Within the field of computing, there are a number of professional organizations of note. Some are specific to certain roles, such as the League of Professional System Administrators. Here I will focus on three that serve software engineers, Computer Science (CS) researchers, CS academics, and those of similar professional interests. Mostly I’m doing this to try and impress upon readers the benefits of membership and participation in these organizations.

I first joined the Association for Computing Machinery (ACM) and the Computer Society of the Institute of Electrical and Electronics Engineers (IEEE) when I was a Ph.D. student. By becoming a student member, I subscribed to their monthly magazines, which contained numerous articles of interest. Shortly after finishing my degree I added the USENIX Association to the list.

Initially, the primary motivation for joining (or continuing membership in) these organizations was the significant discounts offered to members when attending conferences sponsored by one of them. Often the savings would more than compensate for the membership fee. In addition, there were personal benefits, such as the IEEE’s group life insurance plan.

The three professional organizations all run conferences, but beyond that they quickly diverge in their services.


I’ll start with the simplest first. USENIX basically exists to run computer-related conferences. They also have a quarterly newsletter, and many years ago published a Computing Systems journal, but the conferences are the reason USENIX exists … and they do a great job of it. The top systems conferences include such events as OSDI, NSDI, FAST, the USENIX Annual Technical Conference, and the USENIX Security conference.   I’ve chaired a couple of conferences for them many years ago, and USENIX makes it incredibly easy for the conference organizers. Instead of depending on the chair to manage volunteers to handle logistics, the chair simply is responsible for selecting content. In addition, USENIX has enacted a policy of making all conference publications freely available over the Internet.

Set problem.
From the passage above on professional computing organizations, extract the portion starting at "I first joined" and ending at "to the list.".

[Items listed in a dataset]
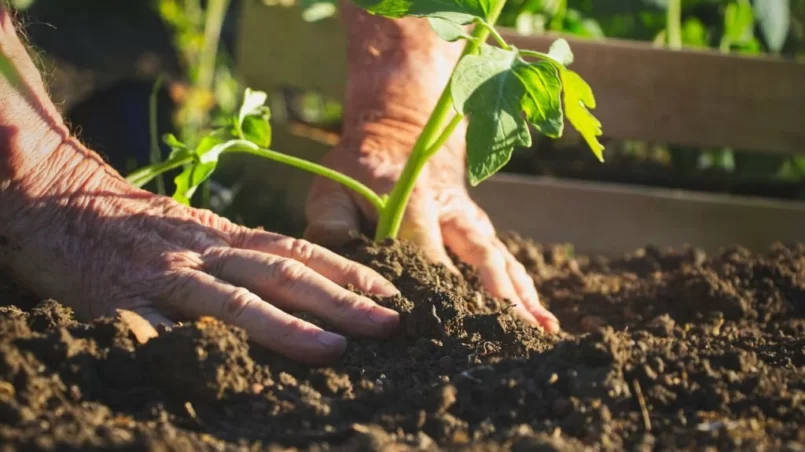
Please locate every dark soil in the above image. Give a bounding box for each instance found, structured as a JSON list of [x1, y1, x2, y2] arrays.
[[0, 237, 805, 451]]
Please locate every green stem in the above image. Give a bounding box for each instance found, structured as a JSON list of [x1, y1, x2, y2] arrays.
[[665, 0, 682, 50], [227, 141, 386, 212], [148, 76, 165, 195], [198, 0, 229, 95], [475, 19, 511, 50], [126, 156, 193, 188], [425, 113, 464, 158], [375, 0, 506, 241]]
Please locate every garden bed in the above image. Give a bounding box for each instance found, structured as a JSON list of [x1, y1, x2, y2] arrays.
[[0, 237, 805, 450]]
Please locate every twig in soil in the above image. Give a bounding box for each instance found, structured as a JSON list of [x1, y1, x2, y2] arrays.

Solution.
I first joined the Association for Computing Machinery (ACM) and the Computer Society of the Institute of Electrical and Electronics Engineers (IEEE) when I was a Ph.D. student. By becoming a student member, I subscribed to their monthly magazines, which contained numerous articles of interest. Shortly after finishing my degree I added the USENIX Association to the list.